=== Section Start ===

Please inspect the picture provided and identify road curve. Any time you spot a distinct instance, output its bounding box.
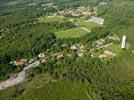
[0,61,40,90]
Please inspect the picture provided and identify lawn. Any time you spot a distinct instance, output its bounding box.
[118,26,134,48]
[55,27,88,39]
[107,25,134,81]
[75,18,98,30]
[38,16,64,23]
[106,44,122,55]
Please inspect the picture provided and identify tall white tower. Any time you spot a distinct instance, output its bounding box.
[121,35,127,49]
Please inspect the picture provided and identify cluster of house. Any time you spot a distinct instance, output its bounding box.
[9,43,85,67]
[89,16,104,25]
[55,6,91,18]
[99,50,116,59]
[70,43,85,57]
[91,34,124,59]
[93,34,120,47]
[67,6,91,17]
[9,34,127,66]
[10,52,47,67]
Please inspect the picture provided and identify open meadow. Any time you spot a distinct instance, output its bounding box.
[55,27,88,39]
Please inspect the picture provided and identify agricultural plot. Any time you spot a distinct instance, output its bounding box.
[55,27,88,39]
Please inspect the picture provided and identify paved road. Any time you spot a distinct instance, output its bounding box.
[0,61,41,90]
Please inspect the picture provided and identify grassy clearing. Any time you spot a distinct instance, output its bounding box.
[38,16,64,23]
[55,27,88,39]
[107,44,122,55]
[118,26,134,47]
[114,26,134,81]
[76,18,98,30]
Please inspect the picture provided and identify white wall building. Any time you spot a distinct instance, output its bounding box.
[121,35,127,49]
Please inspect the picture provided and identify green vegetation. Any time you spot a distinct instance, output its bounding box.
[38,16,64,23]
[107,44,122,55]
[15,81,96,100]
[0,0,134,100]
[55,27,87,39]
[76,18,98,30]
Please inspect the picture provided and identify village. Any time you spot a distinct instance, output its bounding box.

=== Section End ===

Exclude the images, then output the data above word for word.

Please inspect the picture provided and identify road curve. Any time you spot a distinct instance, output its bounding box.
[0,61,40,90]
Please inspect the picture provided and identify lawn. Any time you spot a distinct instance, output its bounding box.
[118,26,134,48]
[55,27,88,39]
[107,25,134,81]
[75,18,98,30]
[38,16,64,23]
[106,44,122,55]
Please inspect the picture provided and identify tall white tower. Any time you spot a distinct instance, output its bounding box.
[121,35,127,49]
Please inspect the picture provided and identify cluster of house. Any time you spot a distinct instance, output its bounding box.
[9,43,85,67]
[89,16,104,25]
[55,6,91,18]
[99,50,116,59]
[70,43,85,57]
[91,34,124,59]
[93,34,120,47]
[67,6,91,17]
[9,34,127,66]
[10,52,47,67]
Please inspect the picture provided and identify open meadow. Any time you spot a distinct instance, output its bounding box.
[55,27,88,39]
Please inspect the picture provided and identify agricultural plot. Any time you spot a distinct instance, output its bounding box.
[55,27,88,39]
Please inspect the picture provided and identify paved road. Any time you spot a distinct instance, output its bounding box.
[0,61,41,90]
Please inspect the picture provided and identify grassy clearing. Any time you spot a distinct instance, output its bounding box.
[38,16,64,23]
[55,27,88,39]
[107,44,122,55]
[118,26,134,47]
[114,26,134,81]
[76,18,98,30]
Please inspect the picture provided and identify white wall building. Any time you spot a distinct instance, output its bounding box.
[121,35,127,49]
Please inspect the picture provided and identify green vegetation. Any time you spot a distinct instance, output its bounding box.
[38,16,64,23]
[107,44,122,55]
[15,81,96,100]
[0,0,134,100]
[55,27,87,39]
[76,18,98,30]
Please inspect the picture provided and identify village. Any time you spot a distinct instance, output its bounding box.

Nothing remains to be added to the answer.